(Stored records)
··········
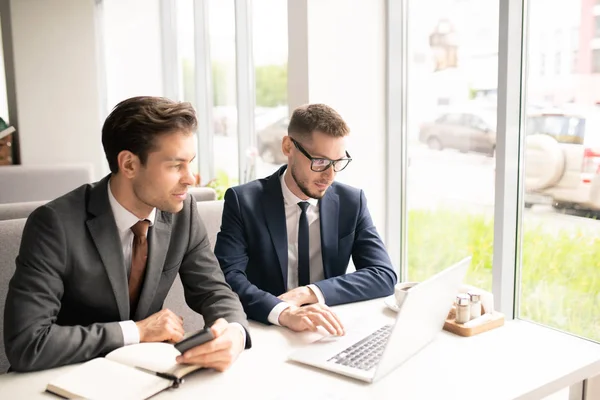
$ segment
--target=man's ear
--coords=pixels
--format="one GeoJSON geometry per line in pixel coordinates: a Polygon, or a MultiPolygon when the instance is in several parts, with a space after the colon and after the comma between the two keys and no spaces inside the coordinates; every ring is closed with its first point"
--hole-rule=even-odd
{"type": "Polygon", "coordinates": [[[140,159],[129,150],[123,150],[117,156],[117,163],[120,173],[127,178],[133,178],[139,169],[140,159]]]}
{"type": "Polygon", "coordinates": [[[292,147],[294,147],[294,143],[292,143],[292,138],[287,135],[284,136],[283,140],[281,141],[281,151],[283,152],[283,155],[289,157],[292,152],[292,147]]]}

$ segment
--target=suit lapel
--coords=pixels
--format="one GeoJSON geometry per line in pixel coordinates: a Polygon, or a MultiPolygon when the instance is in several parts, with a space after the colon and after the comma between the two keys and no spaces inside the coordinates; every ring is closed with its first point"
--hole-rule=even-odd
{"type": "Polygon", "coordinates": [[[148,263],[144,276],[144,284],[140,293],[140,301],[135,310],[135,320],[147,317],[148,309],[152,305],[156,288],[160,281],[167,258],[167,250],[171,241],[171,214],[156,211],[156,221],[150,228],[148,235],[148,263]]]}
{"type": "Polygon", "coordinates": [[[279,260],[279,267],[281,268],[281,275],[283,277],[283,287],[287,291],[287,229],[285,225],[285,205],[283,194],[281,193],[281,182],[279,180],[279,176],[284,170],[285,166],[269,177],[262,205],[271,241],[279,260]]]}
{"type": "Polygon", "coordinates": [[[93,217],[86,221],[86,225],[106,268],[119,316],[124,321],[129,319],[127,272],[115,217],[108,201],[108,179],[102,179],[90,191],[88,211],[93,217]]]}
{"type": "Polygon", "coordinates": [[[325,279],[331,278],[331,266],[338,255],[339,196],[327,190],[319,201],[319,220],[321,222],[321,256],[325,279]]]}

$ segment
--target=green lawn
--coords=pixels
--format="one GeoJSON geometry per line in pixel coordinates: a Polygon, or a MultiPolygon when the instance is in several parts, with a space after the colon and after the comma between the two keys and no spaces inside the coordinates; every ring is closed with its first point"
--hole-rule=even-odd
{"type": "MultiPolygon", "coordinates": [[[[599,226],[600,226],[600,222],[599,226]]],[[[449,210],[411,210],[408,278],[421,281],[466,255],[466,282],[491,291],[493,219],[449,210]]],[[[519,316],[600,341],[598,236],[524,225],[519,316]]]]}

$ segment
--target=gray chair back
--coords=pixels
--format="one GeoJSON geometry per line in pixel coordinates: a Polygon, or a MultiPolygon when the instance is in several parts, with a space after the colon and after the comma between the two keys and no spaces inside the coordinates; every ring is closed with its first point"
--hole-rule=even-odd
{"type": "Polygon", "coordinates": [[[7,219],[27,218],[39,206],[46,204],[46,201],[27,201],[23,203],[5,203],[0,204],[0,221],[7,219]]]}
{"type": "Polygon", "coordinates": [[[8,282],[15,273],[15,259],[19,254],[25,219],[0,221],[0,374],[8,369],[4,351],[4,303],[8,293],[8,282]]]}
{"type": "Polygon", "coordinates": [[[194,196],[196,201],[211,201],[217,199],[217,191],[213,188],[201,186],[190,186],[188,192],[194,196]]]}
{"type": "Polygon", "coordinates": [[[88,164],[6,165],[0,168],[0,203],[53,200],[91,181],[88,164]]]}
{"type": "MultiPolygon", "coordinates": [[[[200,201],[198,205],[198,214],[206,226],[210,247],[215,249],[217,242],[217,233],[221,230],[221,217],[223,216],[223,201],[200,201]]],[[[194,332],[204,327],[202,316],[188,307],[183,294],[183,284],[179,275],[175,278],[171,290],[165,299],[165,307],[177,315],[183,317],[183,327],[186,332],[194,332]]]]}

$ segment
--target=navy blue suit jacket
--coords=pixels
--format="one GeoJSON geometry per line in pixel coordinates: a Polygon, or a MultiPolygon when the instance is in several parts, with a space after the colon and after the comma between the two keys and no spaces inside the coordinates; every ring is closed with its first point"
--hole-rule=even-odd
{"type": "MultiPolygon", "coordinates": [[[[215,255],[248,317],[263,323],[288,291],[288,246],[280,175],[225,193],[215,255]]],[[[362,190],[334,182],[319,201],[325,279],[314,283],[329,306],[388,296],[396,274],[362,190]],[[346,274],[350,256],[356,272],[346,274]]]]}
··········
Exercise objective: Copy every entry word for word, but omit the pictures.

Task result:
$ segment
--target=man's ear
--coords=pixels
--format="one GeoJSON geometry per line in pixel coordinates: a Polygon, or a MultiPolygon when the instance is in several parts, with a space after the colon and after the comma between the two keys and no spaces inside the coordinates; every ring is closed with its first point"
--hole-rule=even-odd
{"type": "Polygon", "coordinates": [[[140,159],[129,150],[123,150],[117,156],[117,163],[120,173],[127,178],[133,178],[139,169],[140,159]]]}
{"type": "Polygon", "coordinates": [[[292,147],[294,147],[294,143],[292,143],[292,138],[287,135],[284,136],[283,140],[281,141],[281,151],[283,152],[283,155],[289,157],[292,152],[292,147]]]}

$ segment
--target=suit lapel
--coords=pixels
--format="one GeoJSON geometry per line in pixel coordinates: a Polygon, or a MultiPolygon when the instance is in several parts, with a space after the colon and after the comma between the two keys and no spaces inside the coordinates; every ring is closed with its first point"
--hole-rule=even-odd
{"type": "Polygon", "coordinates": [[[148,263],[144,276],[144,284],[140,293],[140,301],[135,310],[135,320],[147,317],[148,309],[152,305],[156,288],[160,281],[167,258],[167,250],[171,241],[171,214],[156,211],[156,221],[150,228],[148,235],[148,263]]]}
{"type": "Polygon", "coordinates": [[[279,260],[279,267],[281,268],[281,275],[283,277],[283,287],[287,291],[287,229],[285,225],[285,205],[283,194],[281,193],[281,182],[279,180],[279,176],[284,170],[285,166],[269,177],[262,205],[271,241],[279,260]]]}
{"type": "Polygon", "coordinates": [[[93,217],[86,221],[86,225],[106,268],[119,316],[124,321],[129,319],[127,272],[115,217],[108,201],[108,179],[102,179],[90,191],[88,211],[93,217]]]}
{"type": "Polygon", "coordinates": [[[325,279],[331,278],[331,266],[338,255],[339,196],[327,190],[319,201],[319,220],[321,222],[321,256],[325,279]]]}

$ segment
--target=green lawn
--coords=pixels
--format="one GeoJSON geometry per line in pixel coordinates: a Polygon, or a MultiPolygon when the instance is in several parts, with a space after the colon and after the comma between the two keys and no spaces inside the coordinates; every ring is closed with its first point"
--hole-rule=even-odd
{"type": "MultiPolygon", "coordinates": [[[[599,226],[600,226],[600,222],[599,226]]],[[[449,210],[411,210],[408,278],[421,281],[466,255],[466,282],[491,291],[493,219],[449,210]]],[[[519,316],[600,341],[598,236],[524,225],[519,316]]]]}

$ segment
--target=gray chair back
--coords=pixels
--format="one GeoJSON geometry per line in pixel coordinates: a Polygon, or a MultiPolygon when the instance is in several parts, with a space after the colon and after the comma between the two keys and no spaces inside the coordinates; every ring is closed with its first point"
--hole-rule=even-odd
{"type": "Polygon", "coordinates": [[[7,219],[27,218],[39,206],[46,204],[46,201],[27,201],[23,203],[5,203],[0,204],[0,221],[7,219]]]}
{"type": "Polygon", "coordinates": [[[8,282],[15,273],[15,259],[19,254],[25,219],[0,221],[0,374],[8,369],[4,351],[4,303],[8,293],[8,282]]]}
{"type": "Polygon", "coordinates": [[[194,196],[196,201],[211,201],[217,199],[217,191],[213,188],[201,186],[190,186],[188,192],[194,196]]]}
{"type": "Polygon", "coordinates": [[[88,164],[6,165],[0,168],[0,203],[53,200],[91,181],[88,164]]]}
{"type": "MultiPolygon", "coordinates": [[[[200,201],[198,205],[198,214],[206,226],[210,247],[215,249],[217,242],[217,233],[221,230],[221,217],[223,216],[223,201],[200,201]]],[[[194,332],[204,327],[202,316],[188,307],[183,294],[183,284],[179,275],[175,278],[171,290],[165,299],[165,307],[177,315],[183,317],[183,327],[186,332],[194,332]]]]}

$ segment
--target=navy blue suit jacket
--coords=pixels
--format="one GeoJSON geometry per line in pixel coordinates: a Polygon, or a MultiPolygon when the instance is in several parts, with a space after the colon and after the comma between the two keys and no spaces inside the coordinates; every ring is closed with its first point"
--hole-rule=even-odd
{"type": "MultiPolygon", "coordinates": [[[[215,255],[248,317],[263,323],[288,291],[288,246],[280,175],[225,193],[215,255]]],[[[362,190],[334,182],[319,201],[325,279],[314,283],[329,306],[388,296],[396,274],[362,190]],[[346,274],[350,256],[356,272],[346,274]]]]}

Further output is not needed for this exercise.